### Enunciado A
Segundo o texto sobre a visita real a Coimbra, por que motivo andam os estudantes de cabeça descoberta? Responda em uma a três frases.
### Enunciado B
Reproduza do texto sobre a visita real a Coimbra o trecho de "[Uma receção solene" a "ou da cidade.".

### Fonte
────────────────────────────────────────
Lentes da Universidade de Coimbra. c. 1898
Os professores da Universidade usam túnicas negras e mantilhas cujas cores variam conforme a faculdade. A cabeça está coberta com um barrete de professor de forma especial e da mesma cor da mantilha.
Far-vos-ei a descrição destes trajes universitários numa outra carta, quando vos falar da própria cidade de Coimbra e de uma solenidade singular da qual não há nenhuma ideia no resto da Europa, quero dizer, da cerimónia de um doutoramento. São solenidades legadas à Universidade pela Idade Média e extremamente curiosas. Tive verdadeiramente sorte de chegar a Coimbra no dia em que a faculdade se enriqueceu com mais um doutor.
Voltemos à viagem real,
As carruagens do Rei, enviadas de Lisboa, esperavam em Coimbra. O vasto pátio da estação estava cheio. Era um oceano de cabeças.
À entrada do comboio na estação, as mesmas cerimónias que em Santarém.
[Uma receção solene estava preparada … Uma deputação liderada pelo governador civil (o governador civil é o perfeito) e os membros da Câmara esperava … Em Portugal, nas receções, o antigo costume do beija-mão foi conservado. Toda a gente, os mais altos funcionários do Estado, os generais, oficiais, magistrados, beijou a mão do Rei, da Rainha e dos Príncipes.
Dr. António Luiz de Souza Henriques Seco, presidente da vereação em 1863, vestindo o traje e exibindo as insígnias próprias do cargo (AHMC)
Os membros da Câmara Municipal usavam trajes, que são o meio-termo entre a batina do padre e a toga do advogado francês.
Estandarte e varas da Câmara de Coimbra (AHMC)
Têm na mão, como atributo da sua dignidade, um bastão comprido, chamado em português de «vara», no cimo do qual se encontram pintadas as armas de Portugal ou da cidade.
Todas estas deputações eram apresentadas a suas majestades pelo governador civil. O Rei e a Rainha [D. Luís e D. Maria Pia] conservavam-se na plataforma do salão real.]
… Faltei à receção da Família Real em Coimbra, ouvindo apenas os vagos ecos dos vivas, os gritos lançados em honra do Rei, da Rainha, dos Príncipes e da Casa de Bragança.
Pude ver nas varandas, ornamentadas à moda italiana com tapeçarias e cortinados de todas as cores, muito lindas senhoras.
…. A carruagem real era literalmente bombardeada com flores, lançadas das varandas.
O Rei, a Rainha e os príncipes tinham os seus aposentos preparados nos paços da Universidade, no lugar mais alto da cidade, tal como em Lisboa, em anfiteatro.
Estudante. Sec. XIX. Década de 70. Com o chapéu referido no texto
Os estudantes de Coimbra usam compridas túnicas pretas semelhantes às dos padres. Andam de cabeça descoberta, não querendo usar o chapéu regulamentar, que é deselegante. Fica surpreendido, que vem pela primeira vez a Coimbra, por encontrar a cada passo ou no passeio público um tão grande número de jovens descobertos.
────────────────────────────────────────
### Linhas de dados
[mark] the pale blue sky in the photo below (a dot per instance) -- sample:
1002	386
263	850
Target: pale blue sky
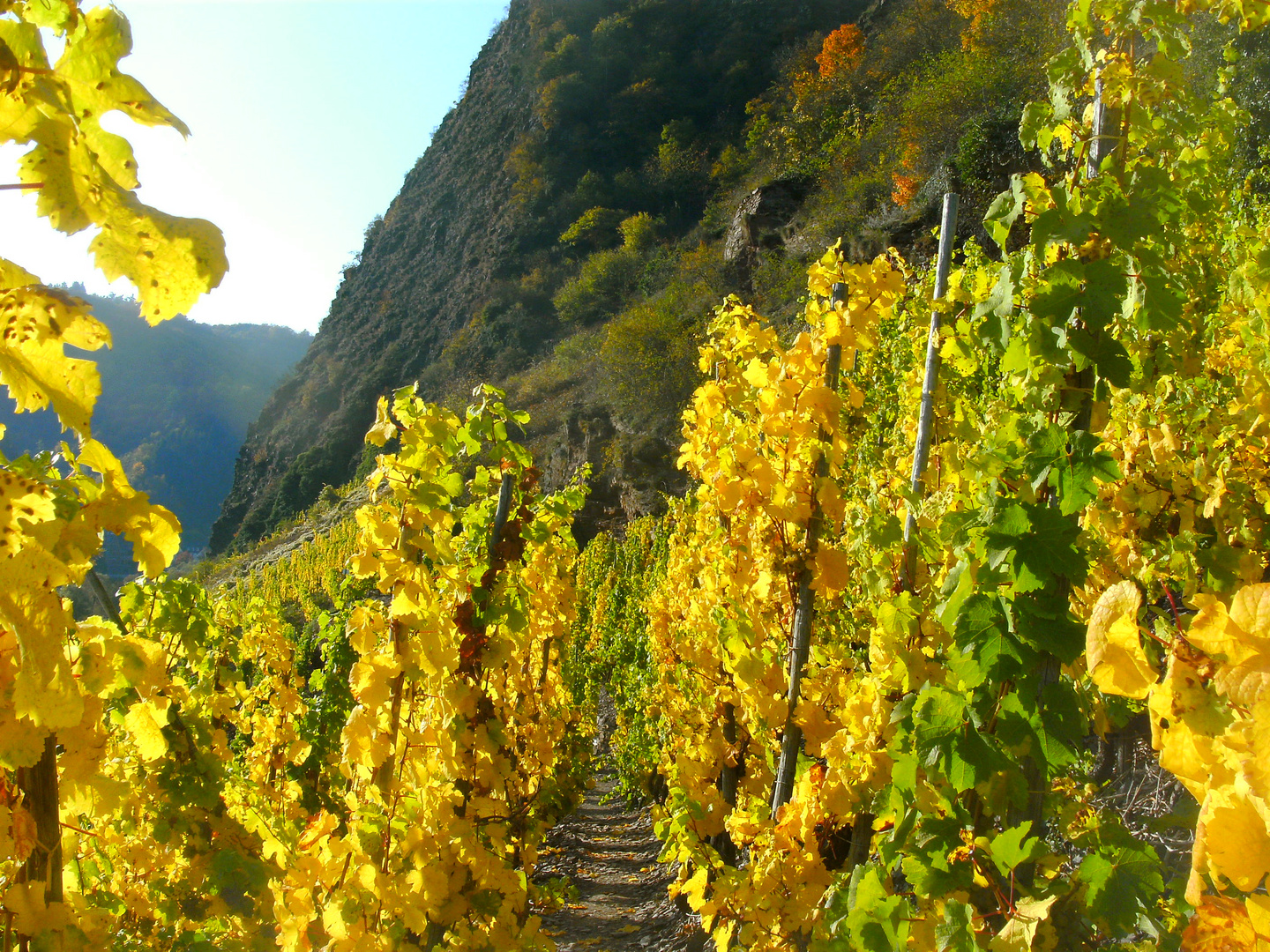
305	115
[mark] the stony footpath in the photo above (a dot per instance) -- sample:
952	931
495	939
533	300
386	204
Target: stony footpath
609	852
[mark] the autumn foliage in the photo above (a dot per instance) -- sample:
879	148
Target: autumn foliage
841	49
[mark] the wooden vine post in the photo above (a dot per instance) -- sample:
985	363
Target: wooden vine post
791	740
930	383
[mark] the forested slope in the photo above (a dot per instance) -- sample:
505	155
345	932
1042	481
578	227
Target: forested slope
614	170
176	404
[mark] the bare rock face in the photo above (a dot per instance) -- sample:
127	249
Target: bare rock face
631	473
423	271
765	219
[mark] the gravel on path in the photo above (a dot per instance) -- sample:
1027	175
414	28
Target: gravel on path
609	853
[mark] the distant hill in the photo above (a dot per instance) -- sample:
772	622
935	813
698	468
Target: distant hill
616	167
176	405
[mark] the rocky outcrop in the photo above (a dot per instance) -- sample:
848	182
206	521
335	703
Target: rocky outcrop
422	273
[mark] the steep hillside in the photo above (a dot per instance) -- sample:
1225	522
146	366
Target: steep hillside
572	106
176	404
615	169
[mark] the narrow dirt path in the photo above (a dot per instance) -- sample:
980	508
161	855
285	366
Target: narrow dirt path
609	853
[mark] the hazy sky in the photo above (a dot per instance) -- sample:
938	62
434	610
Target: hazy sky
305	115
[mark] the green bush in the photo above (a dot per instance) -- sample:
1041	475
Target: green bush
608	277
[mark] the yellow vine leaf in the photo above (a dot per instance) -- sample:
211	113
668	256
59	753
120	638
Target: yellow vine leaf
831	571
145	721
1116	658
172	260
90	69
1018	934
36	324
23	831
1236	827
1222	925
23	502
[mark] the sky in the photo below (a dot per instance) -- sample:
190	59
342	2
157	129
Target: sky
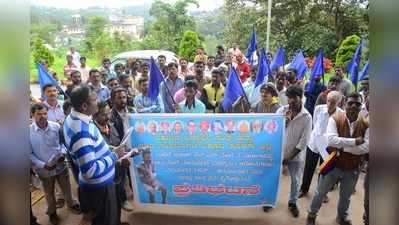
205	5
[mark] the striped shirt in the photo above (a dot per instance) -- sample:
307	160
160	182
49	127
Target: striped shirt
89	151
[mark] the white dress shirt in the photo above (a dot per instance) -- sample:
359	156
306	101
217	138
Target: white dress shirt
348	144
318	139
────────────────────────────────────────
### Resposta redigida A
Os estudantes andam de cabeça descoberta porque não querem usar o chapéu regulamentar, que é deselegante.

### Resposta redigida B
[Uma receção solene estava preparada … Uma deputação liderada pelo governador civil (o governador civil é o perfeito) e os membros da Câmara esperava … Em Portugal, nas receções, o antigo costume do beija-mão foi conservado. Toda a gente, os mais altos funcionários do Estado, os generais, oficiais, magistrados, beijou a mão do Rei, da Rainha e dos Príncipes.
Dr. António Luiz de Souza Henriques Seco, presidente da vereação em 1863, vestindo o traje e exibindo as insígnias próprias do cargo (AHMC)
Os membros da Câmara Municipal usavam trajes, que são o meio-termo entre a batina do padre e a toga do advogado francês.
Estandarte e varas da Câmara de Coimbra (AHMC)
Têm na mão, como atributo da sua dignidade, um bastão comprido, chamado em português de «vara», no cimo do qual se encontram pintadas as armas de Portugal ou da cidade.